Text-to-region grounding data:
--------------------------------

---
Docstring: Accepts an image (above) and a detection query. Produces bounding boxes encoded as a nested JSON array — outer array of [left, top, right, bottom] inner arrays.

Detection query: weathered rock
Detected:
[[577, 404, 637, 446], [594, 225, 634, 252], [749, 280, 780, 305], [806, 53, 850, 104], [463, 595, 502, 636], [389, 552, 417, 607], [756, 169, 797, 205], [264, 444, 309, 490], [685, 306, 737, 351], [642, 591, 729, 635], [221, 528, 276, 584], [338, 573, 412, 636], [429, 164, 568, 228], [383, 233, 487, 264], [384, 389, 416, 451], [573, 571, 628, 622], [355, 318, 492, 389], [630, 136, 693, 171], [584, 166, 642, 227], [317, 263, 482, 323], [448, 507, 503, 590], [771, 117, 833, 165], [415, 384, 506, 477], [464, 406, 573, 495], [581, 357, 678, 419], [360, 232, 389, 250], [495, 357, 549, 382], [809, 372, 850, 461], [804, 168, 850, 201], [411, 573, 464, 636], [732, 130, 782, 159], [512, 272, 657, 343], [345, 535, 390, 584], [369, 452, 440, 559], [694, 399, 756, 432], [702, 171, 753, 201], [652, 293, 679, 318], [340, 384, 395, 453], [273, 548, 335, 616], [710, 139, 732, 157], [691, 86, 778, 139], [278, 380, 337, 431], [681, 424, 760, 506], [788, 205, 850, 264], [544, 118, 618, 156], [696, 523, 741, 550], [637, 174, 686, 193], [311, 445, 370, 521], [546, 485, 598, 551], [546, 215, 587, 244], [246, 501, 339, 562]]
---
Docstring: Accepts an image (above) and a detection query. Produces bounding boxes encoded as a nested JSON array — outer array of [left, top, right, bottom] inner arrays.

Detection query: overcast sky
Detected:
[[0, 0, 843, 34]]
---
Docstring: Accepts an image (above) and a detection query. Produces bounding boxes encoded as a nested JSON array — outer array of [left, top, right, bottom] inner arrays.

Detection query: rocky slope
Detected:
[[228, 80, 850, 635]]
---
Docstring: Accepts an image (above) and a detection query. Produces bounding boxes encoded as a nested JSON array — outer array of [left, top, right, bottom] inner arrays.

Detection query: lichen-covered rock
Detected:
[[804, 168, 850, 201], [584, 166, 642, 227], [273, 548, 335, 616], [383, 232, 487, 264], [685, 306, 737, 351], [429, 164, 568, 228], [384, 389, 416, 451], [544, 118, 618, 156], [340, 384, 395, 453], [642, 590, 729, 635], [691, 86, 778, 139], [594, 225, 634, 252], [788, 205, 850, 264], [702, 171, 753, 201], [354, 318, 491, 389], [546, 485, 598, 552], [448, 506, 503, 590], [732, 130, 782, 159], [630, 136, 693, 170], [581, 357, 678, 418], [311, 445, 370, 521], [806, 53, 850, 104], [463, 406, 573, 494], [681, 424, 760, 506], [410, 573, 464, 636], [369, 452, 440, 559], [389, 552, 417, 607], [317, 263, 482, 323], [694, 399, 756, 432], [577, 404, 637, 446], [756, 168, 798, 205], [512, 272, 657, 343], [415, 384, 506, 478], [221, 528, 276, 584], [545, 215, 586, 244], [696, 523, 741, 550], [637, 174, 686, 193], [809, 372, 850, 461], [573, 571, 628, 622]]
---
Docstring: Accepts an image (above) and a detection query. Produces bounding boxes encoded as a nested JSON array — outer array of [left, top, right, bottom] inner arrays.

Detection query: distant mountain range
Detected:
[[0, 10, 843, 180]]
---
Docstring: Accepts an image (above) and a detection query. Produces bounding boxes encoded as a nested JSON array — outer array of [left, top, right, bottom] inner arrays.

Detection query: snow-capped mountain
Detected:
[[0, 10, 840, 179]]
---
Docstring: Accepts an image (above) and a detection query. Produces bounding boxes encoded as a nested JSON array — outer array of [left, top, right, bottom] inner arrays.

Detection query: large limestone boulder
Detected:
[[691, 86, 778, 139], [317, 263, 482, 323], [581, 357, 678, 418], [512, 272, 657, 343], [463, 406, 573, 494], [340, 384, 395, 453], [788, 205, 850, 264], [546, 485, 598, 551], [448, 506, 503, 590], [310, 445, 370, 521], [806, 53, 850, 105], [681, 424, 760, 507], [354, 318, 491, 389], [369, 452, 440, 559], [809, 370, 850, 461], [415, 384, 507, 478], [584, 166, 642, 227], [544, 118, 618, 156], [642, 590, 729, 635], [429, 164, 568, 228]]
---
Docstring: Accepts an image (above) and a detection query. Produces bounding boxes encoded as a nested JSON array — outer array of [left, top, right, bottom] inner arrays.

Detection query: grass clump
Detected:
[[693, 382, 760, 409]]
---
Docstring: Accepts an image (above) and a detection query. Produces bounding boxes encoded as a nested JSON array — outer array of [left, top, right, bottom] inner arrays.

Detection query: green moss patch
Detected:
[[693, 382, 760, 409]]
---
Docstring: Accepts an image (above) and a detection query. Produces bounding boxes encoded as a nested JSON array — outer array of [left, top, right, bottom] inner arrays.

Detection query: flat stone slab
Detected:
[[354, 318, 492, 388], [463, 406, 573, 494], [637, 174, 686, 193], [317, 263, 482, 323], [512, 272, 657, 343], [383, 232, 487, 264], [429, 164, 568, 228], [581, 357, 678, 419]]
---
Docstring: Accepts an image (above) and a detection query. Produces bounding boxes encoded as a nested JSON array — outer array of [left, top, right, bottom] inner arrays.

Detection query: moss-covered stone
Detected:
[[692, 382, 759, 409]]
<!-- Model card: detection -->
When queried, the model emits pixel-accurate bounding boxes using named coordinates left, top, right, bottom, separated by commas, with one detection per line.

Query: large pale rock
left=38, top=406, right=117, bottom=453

--------------------------------

● ACTIVITY
Quote all the records. Keep every word exact.

● OUTPUT BELOW
---
Docstring: Accepts an image (above) and a detection query. Produces bounding boxes encoded as a nested JSON array — outer array of [left, top, right, bottom] inner arrays.

Detection query: weathered rock
Detected:
[[577, 404, 637, 446], [594, 225, 634, 252], [749, 280, 780, 305], [806, 53, 850, 104], [463, 595, 502, 636], [389, 552, 417, 607], [756, 169, 797, 205], [264, 444, 309, 490], [685, 306, 737, 351], [642, 591, 729, 635], [221, 528, 276, 584], [338, 573, 412, 636], [429, 164, 568, 228], [383, 233, 487, 264], [384, 389, 416, 451], [573, 571, 628, 622], [355, 318, 492, 389], [630, 136, 693, 171], [584, 166, 642, 227], [317, 263, 482, 323], [448, 507, 503, 590], [771, 117, 833, 165], [415, 384, 506, 477], [464, 406, 573, 495], [581, 357, 678, 419], [360, 232, 389, 250], [495, 357, 549, 382], [809, 372, 850, 461], [804, 168, 850, 201], [411, 573, 464, 636], [732, 130, 782, 159], [512, 272, 657, 343], [345, 535, 390, 584], [369, 452, 440, 559], [694, 399, 756, 432], [702, 171, 753, 201], [652, 293, 679, 318], [340, 384, 395, 453], [273, 548, 335, 616], [710, 139, 732, 157], [691, 86, 778, 139], [278, 380, 337, 431], [681, 424, 760, 506], [788, 205, 850, 264], [544, 118, 618, 156], [696, 523, 741, 550], [637, 174, 686, 193], [311, 445, 370, 521], [546, 485, 598, 551], [546, 215, 587, 244], [246, 501, 339, 562]]
---
Docstring: Accepts an image (above) and a detection query. Produces bounding boxes encoded as a nested JSON array — outer array of [left, top, right, bottom] inner arrays.

Detection query: overcast sky
Detected:
[[0, 0, 843, 34]]
---
Docstring: Accepts an image (above) and a detection query. Produces bounding boxes encoded as a nested JSON array — outer array of [left, top, right, bottom] inner arrays.

Detection query: rocky slope
Detected:
[[228, 80, 850, 635]]
---
Docstring: Accepts an image (above) and a detection query. Produces bounding boxes encoded as a nested JSON array — outer array of [left, top, right, bottom] inner arrays.

Detection query: lichen-covered rock
Detected:
[[804, 168, 850, 201], [584, 166, 642, 227], [273, 548, 335, 616], [383, 232, 487, 264], [685, 306, 737, 351], [429, 164, 568, 228], [384, 389, 416, 451], [544, 118, 618, 156], [340, 384, 395, 453], [642, 590, 729, 635], [691, 86, 778, 139], [594, 225, 634, 252], [788, 205, 850, 264], [702, 171, 753, 201], [354, 318, 491, 389], [546, 485, 598, 552], [448, 506, 503, 590], [732, 130, 782, 159], [630, 136, 693, 170], [581, 357, 678, 418], [311, 445, 370, 521], [806, 53, 850, 104], [463, 406, 573, 494], [681, 424, 760, 506], [410, 573, 464, 636], [369, 452, 440, 559], [389, 552, 417, 607], [317, 263, 482, 323], [694, 399, 756, 432], [577, 404, 637, 446], [756, 168, 798, 205], [512, 272, 657, 343], [415, 384, 506, 478], [221, 528, 276, 584], [545, 215, 586, 244], [696, 523, 741, 550], [637, 174, 686, 193], [809, 372, 850, 461], [573, 571, 628, 622]]
---
Docstring: Accepts an image (above) and a detection query. Produces bounding boxes encoded as a nested JSON array — outer array of [left, top, right, bottom] inner arrays.

Detection query: distant mountain range
Detected:
[[0, 10, 843, 180]]
---
Docstring: Accepts an image (above) and a detection query. Produces bounding boxes encoded as a nested JSON array — outer array of [left, top, right, bottom] inner arrays.

Detection query: snow-capped mountain
Detected:
[[0, 10, 840, 179]]
---
Docstring: Accepts an image (above) and a detection query. Produces bounding boxes encoded as a nested JSON array — outer array of [left, top, right, bottom] inner arrays.

Detection query: large limestone boulder
Detected:
[[691, 86, 778, 139], [317, 263, 482, 323], [581, 357, 678, 418], [512, 272, 657, 343], [463, 406, 573, 494], [340, 384, 395, 453], [788, 205, 850, 264], [546, 485, 598, 551], [448, 506, 503, 590], [310, 445, 370, 521], [806, 53, 850, 105], [681, 424, 760, 507], [354, 318, 491, 389], [369, 452, 440, 559], [809, 370, 850, 461], [415, 384, 507, 478], [584, 166, 642, 227], [544, 118, 618, 156], [642, 590, 729, 635], [429, 164, 568, 228]]
---
Docstring: Accepts an image (above) and a detection query. Produces bounding boxes encoded as a nested JSON array — outer array of [left, top, right, bottom] inner arrays.

Detection query: grass clump
Detected:
[[693, 382, 760, 409]]
---
Docstring: Accepts an image (above) and a detection query. Produces bounding boxes encoded as a nested JSON array — outer array of [left, top, right, bottom] inner arrays.

Detection query: green moss patch
Detected:
[[693, 382, 760, 409]]
---
Docstring: Accepts an image (above) and a detection query. Produces bounding boxes encoded as a nested JSON array — outer array of [left, top, right, bottom] inner arrays.

Detection query: flat stone slab
Detected:
[[354, 318, 492, 388], [463, 406, 573, 494], [637, 174, 686, 193], [317, 263, 482, 323], [512, 272, 657, 343], [383, 232, 487, 264], [429, 164, 568, 228], [581, 357, 678, 419]]
---
Docstring: Accepts an image (above) and a detection query. Produces bounding boxes encoded as a nested JSON array — outer array of [left, top, right, bottom] inner arrays.

Detection query: moss-covered stone
Detected:
[[692, 382, 759, 409]]
<!-- Model card: detection -->
When queried, the model emits pixel-accurate bounding boxes using named coordinates left, top, right, bottom, separated by commas, with one detection per line.

Query: large pale rock
left=38, top=406, right=117, bottom=453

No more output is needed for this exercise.